● **DIRECTIVE**:
Reproduce the records verbatim from the line containing "object=woman in green pants" through the line containing "top-left (0, 255), bottom-right (600, 345)", both included.
..............................
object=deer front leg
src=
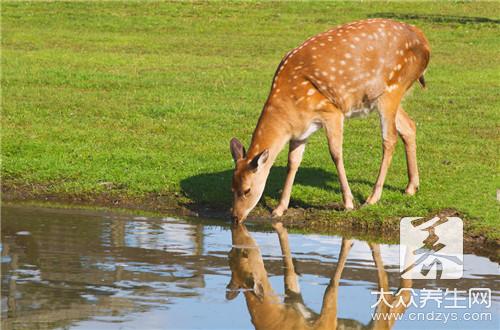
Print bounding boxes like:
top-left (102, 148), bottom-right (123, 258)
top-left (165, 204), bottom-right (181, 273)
top-left (325, 111), bottom-right (354, 210)
top-left (272, 141), bottom-right (306, 217)
top-left (366, 97), bottom-right (399, 204)
top-left (396, 106), bottom-right (419, 195)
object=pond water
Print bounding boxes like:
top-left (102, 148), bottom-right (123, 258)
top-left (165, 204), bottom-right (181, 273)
top-left (1, 205), bottom-right (500, 329)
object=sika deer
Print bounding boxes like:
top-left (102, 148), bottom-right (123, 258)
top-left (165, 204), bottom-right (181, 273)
top-left (230, 19), bottom-right (430, 222)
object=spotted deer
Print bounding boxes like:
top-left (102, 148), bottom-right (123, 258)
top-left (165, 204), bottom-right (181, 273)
top-left (226, 222), bottom-right (413, 330)
top-left (230, 19), bottom-right (430, 222)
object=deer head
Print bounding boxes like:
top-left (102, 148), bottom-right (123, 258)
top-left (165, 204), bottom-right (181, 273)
top-left (230, 138), bottom-right (269, 223)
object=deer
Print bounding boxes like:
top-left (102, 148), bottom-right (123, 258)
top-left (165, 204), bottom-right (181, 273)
top-left (230, 18), bottom-right (430, 223)
top-left (226, 222), bottom-right (413, 330)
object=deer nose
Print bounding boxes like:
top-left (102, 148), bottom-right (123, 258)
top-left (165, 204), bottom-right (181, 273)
top-left (231, 213), bottom-right (246, 224)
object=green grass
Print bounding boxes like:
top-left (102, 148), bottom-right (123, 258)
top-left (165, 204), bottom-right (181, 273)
top-left (2, 2), bottom-right (500, 239)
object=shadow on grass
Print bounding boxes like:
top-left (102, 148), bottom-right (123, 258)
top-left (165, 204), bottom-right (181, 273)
top-left (181, 166), bottom-right (404, 210)
top-left (368, 12), bottom-right (500, 24)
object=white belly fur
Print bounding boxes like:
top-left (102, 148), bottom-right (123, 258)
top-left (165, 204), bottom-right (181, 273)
top-left (345, 102), bottom-right (377, 118)
top-left (296, 122), bottom-right (323, 141)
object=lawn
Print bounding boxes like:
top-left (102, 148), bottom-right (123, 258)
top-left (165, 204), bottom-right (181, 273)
top-left (1, 2), bottom-right (500, 239)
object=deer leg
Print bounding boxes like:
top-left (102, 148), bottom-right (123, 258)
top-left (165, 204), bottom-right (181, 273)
top-left (273, 222), bottom-right (302, 301)
top-left (272, 141), bottom-right (306, 217)
top-left (396, 106), bottom-right (419, 195)
top-left (317, 238), bottom-right (353, 329)
top-left (366, 97), bottom-right (399, 204)
top-left (325, 112), bottom-right (354, 210)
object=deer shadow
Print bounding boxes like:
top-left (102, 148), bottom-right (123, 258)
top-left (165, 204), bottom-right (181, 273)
top-left (180, 166), bottom-right (404, 212)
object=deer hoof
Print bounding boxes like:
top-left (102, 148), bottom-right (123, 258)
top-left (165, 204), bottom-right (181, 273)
top-left (405, 184), bottom-right (418, 196)
top-left (344, 201), bottom-right (354, 211)
top-left (271, 206), bottom-right (286, 218)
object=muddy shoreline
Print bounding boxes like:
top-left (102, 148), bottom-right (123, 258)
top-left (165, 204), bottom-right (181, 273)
top-left (1, 184), bottom-right (500, 262)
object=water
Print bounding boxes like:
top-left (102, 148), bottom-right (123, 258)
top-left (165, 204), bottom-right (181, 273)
top-left (1, 206), bottom-right (500, 329)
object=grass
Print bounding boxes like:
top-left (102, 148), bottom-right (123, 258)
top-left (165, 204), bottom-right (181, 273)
top-left (1, 2), bottom-right (500, 239)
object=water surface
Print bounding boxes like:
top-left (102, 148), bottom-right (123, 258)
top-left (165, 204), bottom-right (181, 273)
top-left (1, 206), bottom-right (500, 329)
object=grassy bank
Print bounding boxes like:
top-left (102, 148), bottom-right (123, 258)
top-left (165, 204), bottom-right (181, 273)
top-left (2, 2), bottom-right (500, 239)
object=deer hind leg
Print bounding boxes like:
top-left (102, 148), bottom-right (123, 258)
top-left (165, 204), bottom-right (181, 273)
top-left (366, 94), bottom-right (400, 204)
top-left (272, 141), bottom-right (306, 217)
top-left (324, 110), bottom-right (354, 210)
top-left (396, 106), bottom-right (419, 195)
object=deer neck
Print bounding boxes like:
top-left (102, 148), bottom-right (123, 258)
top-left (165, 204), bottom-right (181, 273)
top-left (247, 105), bottom-right (290, 171)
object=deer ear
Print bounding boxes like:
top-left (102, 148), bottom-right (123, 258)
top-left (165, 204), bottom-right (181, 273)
top-left (226, 280), bottom-right (240, 300)
top-left (253, 281), bottom-right (264, 301)
top-left (229, 138), bottom-right (246, 161)
top-left (248, 149), bottom-right (269, 171)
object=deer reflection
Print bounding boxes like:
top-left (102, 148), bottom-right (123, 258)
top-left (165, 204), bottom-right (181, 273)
top-left (226, 223), bottom-right (412, 329)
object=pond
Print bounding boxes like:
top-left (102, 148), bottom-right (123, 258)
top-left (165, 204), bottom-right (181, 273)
top-left (1, 205), bottom-right (500, 329)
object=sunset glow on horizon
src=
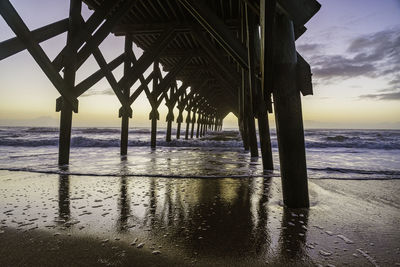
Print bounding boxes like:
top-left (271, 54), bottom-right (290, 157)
top-left (0, 0), bottom-right (400, 129)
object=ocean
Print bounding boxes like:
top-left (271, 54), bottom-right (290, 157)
top-left (0, 127), bottom-right (400, 266)
top-left (0, 127), bottom-right (400, 180)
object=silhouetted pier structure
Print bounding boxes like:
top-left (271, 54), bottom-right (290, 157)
top-left (0, 0), bottom-right (320, 207)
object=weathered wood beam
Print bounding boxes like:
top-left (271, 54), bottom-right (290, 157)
top-left (260, 0), bottom-right (276, 112)
top-left (193, 28), bottom-right (240, 87)
top-left (243, 4), bottom-right (258, 157)
top-left (243, 0), bottom-right (321, 39)
top-left (0, 19), bottom-right (68, 60)
top-left (118, 27), bottom-right (175, 90)
top-left (0, 0), bottom-right (78, 112)
top-left (296, 53), bottom-right (313, 96)
top-left (75, 54), bottom-right (124, 97)
top-left (53, 1), bottom-right (122, 71)
top-left (112, 19), bottom-right (239, 36)
top-left (178, 0), bottom-right (248, 69)
top-left (77, 0), bottom-right (137, 71)
top-left (93, 48), bottom-right (129, 106)
top-left (278, 0), bottom-right (321, 25)
top-left (120, 35), bottom-right (133, 156)
top-left (129, 73), bottom-right (153, 104)
top-left (56, 0), bottom-right (82, 165)
top-left (273, 15), bottom-right (310, 208)
top-left (153, 53), bottom-right (192, 98)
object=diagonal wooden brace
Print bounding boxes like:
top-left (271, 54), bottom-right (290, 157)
top-left (0, 0), bottom-right (78, 112)
top-left (0, 19), bottom-right (69, 60)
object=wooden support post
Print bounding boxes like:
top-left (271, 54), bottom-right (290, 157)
top-left (57, 0), bottom-right (82, 165)
top-left (120, 34), bottom-right (133, 156)
top-left (257, 80), bottom-right (274, 170)
top-left (245, 4), bottom-right (258, 157)
top-left (190, 110), bottom-right (200, 139)
top-left (166, 106), bottom-right (174, 142)
top-left (273, 15), bottom-right (310, 208)
top-left (176, 108), bottom-right (183, 139)
top-left (150, 109), bottom-right (159, 148)
top-left (0, 19), bottom-right (69, 60)
top-left (196, 113), bottom-right (203, 138)
top-left (185, 109), bottom-right (192, 140)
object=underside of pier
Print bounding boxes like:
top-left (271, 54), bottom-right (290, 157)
top-left (0, 0), bottom-right (320, 207)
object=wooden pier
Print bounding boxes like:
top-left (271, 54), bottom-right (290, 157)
top-left (0, 0), bottom-right (320, 208)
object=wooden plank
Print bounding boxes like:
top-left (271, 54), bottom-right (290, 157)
top-left (56, 0), bottom-right (82, 165)
top-left (120, 35), bottom-right (133, 156)
top-left (244, 5), bottom-right (259, 157)
top-left (278, 0), bottom-right (321, 26)
top-left (118, 27), bottom-right (175, 91)
top-left (178, 0), bottom-right (248, 69)
top-left (153, 53), bottom-right (192, 98)
top-left (75, 54), bottom-right (125, 97)
top-left (93, 48), bottom-right (129, 106)
top-left (260, 0), bottom-right (276, 109)
top-left (0, 0), bottom-right (78, 112)
top-left (53, 1), bottom-right (122, 71)
top-left (192, 28), bottom-right (240, 87)
top-left (296, 53), bottom-right (314, 96)
top-left (112, 19), bottom-right (238, 36)
top-left (77, 0), bottom-right (137, 71)
top-left (0, 18), bottom-right (68, 60)
top-left (273, 15), bottom-right (310, 208)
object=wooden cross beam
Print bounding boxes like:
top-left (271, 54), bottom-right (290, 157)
top-left (0, 0), bottom-right (78, 112)
top-left (75, 54), bottom-right (125, 97)
top-left (192, 28), bottom-right (240, 86)
top-left (178, 0), bottom-right (248, 69)
top-left (53, 1), bottom-right (122, 71)
top-left (118, 27), bottom-right (175, 91)
top-left (153, 53), bottom-right (192, 98)
top-left (93, 48), bottom-right (126, 107)
top-left (0, 18), bottom-right (68, 60)
top-left (243, 0), bottom-right (321, 39)
top-left (112, 19), bottom-right (238, 36)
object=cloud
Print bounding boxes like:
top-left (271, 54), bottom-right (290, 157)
top-left (299, 27), bottom-right (400, 84)
top-left (296, 44), bottom-right (324, 53)
top-left (81, 88), bottom-right (115, 97)
top-left (360, 91), bottom-right (400, 100)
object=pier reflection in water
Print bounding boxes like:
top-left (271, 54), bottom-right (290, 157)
top-left (52, 158), bottom-right (308, 263)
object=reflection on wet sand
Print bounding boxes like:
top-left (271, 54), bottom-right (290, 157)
top-left (10, 158), bottom-right (309, 264)
top-left (58, 167), bottom-right (71, 222)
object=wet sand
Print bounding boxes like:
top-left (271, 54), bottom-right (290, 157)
top-left (0, 171), bottom-right (400, 266)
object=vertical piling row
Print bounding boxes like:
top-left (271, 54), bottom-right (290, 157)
top-left (120, 35), bottom-right (133, 156)
top-left (57, 0), bottom-right (82, 165)
top-left (273, 15), bottom-right (310, 208)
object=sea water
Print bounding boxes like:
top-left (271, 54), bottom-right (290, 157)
top-left (0, 127), bottom-right (400, 266)
top-left (0, 127), bottom-right (400, 179)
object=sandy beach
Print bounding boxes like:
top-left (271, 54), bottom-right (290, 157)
top-left (0, 171), bottom-right (400, 266)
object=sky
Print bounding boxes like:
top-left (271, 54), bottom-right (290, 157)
top-left (0, 0), bottom-right (400, 129)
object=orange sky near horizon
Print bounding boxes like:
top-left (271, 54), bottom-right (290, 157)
top-left (0, 0), bottom-right (400, 129)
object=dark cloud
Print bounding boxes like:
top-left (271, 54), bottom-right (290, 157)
top-left (81, 88), bottom-right (115, 97)
top-left (296, 44), bottom-right (324, 53)
top-left (299, 27), bottom-right (400, 84)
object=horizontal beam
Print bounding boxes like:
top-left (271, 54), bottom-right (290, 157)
top-left (178, 0), bottom-right (248, 69)
top-left (75, 54), bottom-right (125, 97)
top-left (0, 19), bottom-right (69, 60)
top-left (112, 19), bottom-right (240, 36)
top-left (0, 0), bottom-right (78, 112)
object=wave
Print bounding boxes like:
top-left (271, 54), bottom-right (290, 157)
top-left (0, 136), bottom-right (242, 148)
top-left (0, 167), bottom-right (400, 181)
top-left (308, 167), bottom-right (400, 179)
top-left (0, 167), bottom-right (280, 179)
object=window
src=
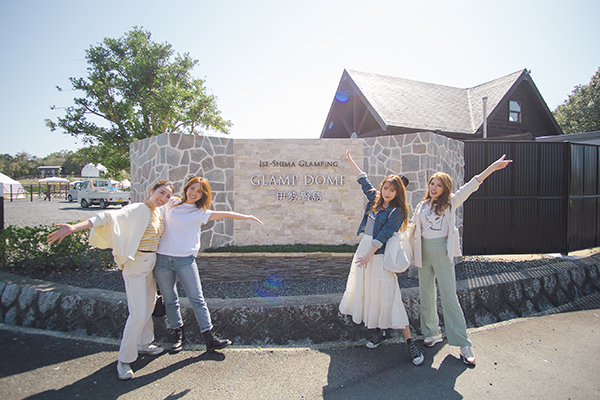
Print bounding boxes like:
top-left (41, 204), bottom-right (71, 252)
top-left (508, 100), bottom-right (521, 122)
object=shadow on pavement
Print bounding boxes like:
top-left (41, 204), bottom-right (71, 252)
top-left (323, 341), bottom-right (468, 400)
top-left (26, 352), bottom-right (225, 399)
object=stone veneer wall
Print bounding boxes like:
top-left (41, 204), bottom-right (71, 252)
top-left (130, 132), bottom-right (464, 248)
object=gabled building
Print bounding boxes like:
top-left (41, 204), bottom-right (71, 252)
top-left (321, 69), bottom-right (562, 141)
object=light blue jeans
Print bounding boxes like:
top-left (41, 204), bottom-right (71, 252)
top-left (154, 254), bottom-right (213, 332)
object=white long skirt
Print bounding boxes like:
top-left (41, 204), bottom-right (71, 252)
top-left (339, 235), bottom-right (409, 329)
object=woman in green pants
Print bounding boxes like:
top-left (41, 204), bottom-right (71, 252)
top-left (413, 155), bottom-right (512, 365)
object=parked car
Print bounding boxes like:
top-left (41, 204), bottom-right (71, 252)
top-left (67, 181), bottom-right (83, 203)
top-left (77, 179), bottom-right (131, 208)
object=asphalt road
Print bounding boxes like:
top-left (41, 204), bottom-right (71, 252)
top-left (0, 309), bottom-right (600, 400)
top-left (4, 198), bottom-right (119, 227)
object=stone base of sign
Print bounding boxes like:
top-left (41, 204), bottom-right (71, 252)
top-left (0, 255), bottom-right (600, 345)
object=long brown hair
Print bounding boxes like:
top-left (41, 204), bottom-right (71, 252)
..............................
● **SOLUTION TO THE PROBLEM**:
object=woman in green pants
Print bounding boxes like:
top-left (41, 204), bottom-right (71, 252)
top-left (413, 155), bottom-right (512, 365)
object=parked car
Print bounding boxes like:
top-left (41, 204), bottom-right (71, 252)
top-left (67, 181), bottom-right (83, 203)
top-left (77, 179), bottom-right (131, 208)
object=asphalt road
Print bounding boxes like:
top-left (41, 204), bottom-right (71, 252)
top-left (0, 309), bottom-right (600, 400)
top-left (4, 198), bottom-right (119, 227)
object=stone base of sign
Print bounding boxes like:
top-left (41, 204), bottom-right (71, 252)
top-left (0, 255), bottom-right (600, 345)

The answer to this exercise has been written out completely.